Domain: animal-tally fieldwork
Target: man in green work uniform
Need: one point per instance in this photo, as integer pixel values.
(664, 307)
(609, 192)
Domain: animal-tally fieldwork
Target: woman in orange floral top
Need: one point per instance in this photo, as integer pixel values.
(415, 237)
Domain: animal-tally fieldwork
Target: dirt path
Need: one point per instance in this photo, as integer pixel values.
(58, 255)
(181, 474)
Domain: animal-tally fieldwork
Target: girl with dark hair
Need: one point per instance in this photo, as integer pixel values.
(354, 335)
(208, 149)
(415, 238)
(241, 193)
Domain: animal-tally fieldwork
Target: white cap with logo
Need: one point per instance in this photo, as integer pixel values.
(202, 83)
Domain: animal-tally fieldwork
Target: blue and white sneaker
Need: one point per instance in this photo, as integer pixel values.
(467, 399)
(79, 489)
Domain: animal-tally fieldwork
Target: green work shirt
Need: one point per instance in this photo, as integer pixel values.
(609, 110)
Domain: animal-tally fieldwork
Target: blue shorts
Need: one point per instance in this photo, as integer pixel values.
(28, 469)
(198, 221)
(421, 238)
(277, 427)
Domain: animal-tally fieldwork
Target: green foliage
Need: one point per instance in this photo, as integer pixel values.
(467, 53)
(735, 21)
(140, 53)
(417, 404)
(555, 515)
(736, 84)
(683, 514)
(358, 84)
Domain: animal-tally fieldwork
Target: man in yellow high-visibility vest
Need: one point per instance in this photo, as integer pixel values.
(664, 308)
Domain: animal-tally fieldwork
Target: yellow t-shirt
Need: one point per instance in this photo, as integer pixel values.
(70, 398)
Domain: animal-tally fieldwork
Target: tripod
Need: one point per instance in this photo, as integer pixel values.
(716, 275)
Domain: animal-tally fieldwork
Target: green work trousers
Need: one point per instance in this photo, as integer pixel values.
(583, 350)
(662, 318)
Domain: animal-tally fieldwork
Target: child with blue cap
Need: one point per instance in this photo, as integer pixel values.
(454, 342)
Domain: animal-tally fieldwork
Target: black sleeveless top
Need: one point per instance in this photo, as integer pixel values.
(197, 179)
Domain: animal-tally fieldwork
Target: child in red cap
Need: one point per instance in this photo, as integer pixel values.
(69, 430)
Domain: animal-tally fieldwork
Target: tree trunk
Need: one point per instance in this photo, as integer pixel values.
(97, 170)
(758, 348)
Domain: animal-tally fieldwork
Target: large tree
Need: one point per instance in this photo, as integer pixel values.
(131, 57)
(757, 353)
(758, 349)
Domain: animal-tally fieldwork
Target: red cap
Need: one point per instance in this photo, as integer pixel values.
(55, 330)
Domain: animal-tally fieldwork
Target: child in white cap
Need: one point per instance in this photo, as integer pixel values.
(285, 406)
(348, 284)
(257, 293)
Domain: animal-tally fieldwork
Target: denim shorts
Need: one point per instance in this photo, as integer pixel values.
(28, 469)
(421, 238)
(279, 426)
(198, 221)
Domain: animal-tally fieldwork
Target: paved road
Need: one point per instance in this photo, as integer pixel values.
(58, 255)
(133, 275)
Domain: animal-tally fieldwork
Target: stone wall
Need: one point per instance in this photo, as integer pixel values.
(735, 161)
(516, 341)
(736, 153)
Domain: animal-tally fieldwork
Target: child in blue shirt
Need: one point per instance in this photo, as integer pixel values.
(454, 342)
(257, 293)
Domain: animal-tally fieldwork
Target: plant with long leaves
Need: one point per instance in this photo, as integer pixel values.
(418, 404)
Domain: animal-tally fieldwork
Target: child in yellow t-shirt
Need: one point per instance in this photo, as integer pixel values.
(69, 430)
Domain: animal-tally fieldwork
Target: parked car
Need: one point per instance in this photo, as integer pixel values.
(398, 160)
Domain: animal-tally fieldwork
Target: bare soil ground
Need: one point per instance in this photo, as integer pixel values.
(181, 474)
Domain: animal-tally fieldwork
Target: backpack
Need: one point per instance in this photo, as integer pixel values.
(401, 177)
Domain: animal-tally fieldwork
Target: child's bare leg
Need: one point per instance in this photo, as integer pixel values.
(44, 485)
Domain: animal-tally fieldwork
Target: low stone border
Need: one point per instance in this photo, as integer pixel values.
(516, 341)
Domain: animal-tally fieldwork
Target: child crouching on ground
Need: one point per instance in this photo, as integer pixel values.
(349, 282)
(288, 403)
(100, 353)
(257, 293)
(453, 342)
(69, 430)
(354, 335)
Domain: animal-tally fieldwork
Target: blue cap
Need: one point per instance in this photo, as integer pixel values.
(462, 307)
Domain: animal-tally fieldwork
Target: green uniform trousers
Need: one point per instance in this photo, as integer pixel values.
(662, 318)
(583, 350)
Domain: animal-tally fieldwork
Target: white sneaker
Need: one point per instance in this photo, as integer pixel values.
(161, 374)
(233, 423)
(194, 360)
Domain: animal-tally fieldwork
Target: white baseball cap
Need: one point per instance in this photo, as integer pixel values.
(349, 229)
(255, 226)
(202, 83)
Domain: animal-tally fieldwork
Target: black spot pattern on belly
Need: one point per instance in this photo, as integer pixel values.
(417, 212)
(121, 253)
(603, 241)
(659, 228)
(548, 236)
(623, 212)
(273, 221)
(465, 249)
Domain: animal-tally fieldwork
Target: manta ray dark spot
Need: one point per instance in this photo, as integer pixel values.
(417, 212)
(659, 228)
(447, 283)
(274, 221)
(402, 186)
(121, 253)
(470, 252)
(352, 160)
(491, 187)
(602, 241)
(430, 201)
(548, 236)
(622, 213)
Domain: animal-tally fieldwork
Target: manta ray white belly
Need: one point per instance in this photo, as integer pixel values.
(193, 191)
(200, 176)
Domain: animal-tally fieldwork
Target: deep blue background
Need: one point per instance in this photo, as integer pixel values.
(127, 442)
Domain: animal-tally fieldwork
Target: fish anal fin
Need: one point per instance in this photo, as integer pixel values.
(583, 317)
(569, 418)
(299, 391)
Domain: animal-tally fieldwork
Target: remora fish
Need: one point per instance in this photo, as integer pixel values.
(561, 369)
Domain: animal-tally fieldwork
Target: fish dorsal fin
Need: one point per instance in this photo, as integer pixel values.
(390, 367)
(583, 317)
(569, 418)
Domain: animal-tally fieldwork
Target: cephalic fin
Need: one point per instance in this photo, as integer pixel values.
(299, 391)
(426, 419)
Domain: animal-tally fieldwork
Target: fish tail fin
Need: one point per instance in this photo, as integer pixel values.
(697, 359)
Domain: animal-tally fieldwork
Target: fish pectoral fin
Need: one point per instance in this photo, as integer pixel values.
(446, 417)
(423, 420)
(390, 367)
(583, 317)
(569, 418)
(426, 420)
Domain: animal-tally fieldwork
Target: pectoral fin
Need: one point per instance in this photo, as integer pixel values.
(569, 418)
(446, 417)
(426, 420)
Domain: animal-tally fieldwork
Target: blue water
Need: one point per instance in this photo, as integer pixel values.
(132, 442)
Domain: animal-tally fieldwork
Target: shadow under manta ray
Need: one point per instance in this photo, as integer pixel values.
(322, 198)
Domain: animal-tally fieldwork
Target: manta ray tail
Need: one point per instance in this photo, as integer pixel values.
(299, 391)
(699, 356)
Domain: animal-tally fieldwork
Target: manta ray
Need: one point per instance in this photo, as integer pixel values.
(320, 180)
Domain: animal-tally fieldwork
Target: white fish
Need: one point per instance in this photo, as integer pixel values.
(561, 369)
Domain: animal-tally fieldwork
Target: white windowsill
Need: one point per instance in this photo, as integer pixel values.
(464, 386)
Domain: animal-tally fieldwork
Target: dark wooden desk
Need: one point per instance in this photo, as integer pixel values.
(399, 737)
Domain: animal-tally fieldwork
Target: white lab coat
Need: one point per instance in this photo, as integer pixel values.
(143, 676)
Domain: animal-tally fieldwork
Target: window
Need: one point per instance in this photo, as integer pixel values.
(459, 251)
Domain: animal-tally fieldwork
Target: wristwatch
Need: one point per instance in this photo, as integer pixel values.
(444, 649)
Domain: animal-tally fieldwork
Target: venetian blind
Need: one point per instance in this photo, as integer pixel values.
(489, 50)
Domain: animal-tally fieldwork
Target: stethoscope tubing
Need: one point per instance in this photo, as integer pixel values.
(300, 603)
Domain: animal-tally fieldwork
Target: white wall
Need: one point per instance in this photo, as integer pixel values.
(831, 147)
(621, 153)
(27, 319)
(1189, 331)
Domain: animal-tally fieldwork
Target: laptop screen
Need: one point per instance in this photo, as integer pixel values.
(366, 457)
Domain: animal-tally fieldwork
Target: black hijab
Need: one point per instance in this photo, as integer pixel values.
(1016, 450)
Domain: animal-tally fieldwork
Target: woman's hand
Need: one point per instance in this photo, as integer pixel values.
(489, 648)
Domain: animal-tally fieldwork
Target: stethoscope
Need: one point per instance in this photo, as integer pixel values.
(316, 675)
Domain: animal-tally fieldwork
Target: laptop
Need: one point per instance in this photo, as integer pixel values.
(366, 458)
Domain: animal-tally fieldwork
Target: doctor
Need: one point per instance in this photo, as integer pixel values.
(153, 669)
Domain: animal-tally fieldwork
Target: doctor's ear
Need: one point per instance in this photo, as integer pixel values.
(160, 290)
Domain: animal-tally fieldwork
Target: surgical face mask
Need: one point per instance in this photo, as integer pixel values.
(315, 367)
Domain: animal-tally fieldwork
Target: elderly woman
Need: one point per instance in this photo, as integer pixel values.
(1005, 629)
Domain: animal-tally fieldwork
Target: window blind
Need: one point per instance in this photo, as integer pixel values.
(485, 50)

--------------------------------

> [What you will do]: Show every line of the material above that contains the word "tree", copying each such line in full.

> [Complete answer]:
Target: tree trunk
Target: large tree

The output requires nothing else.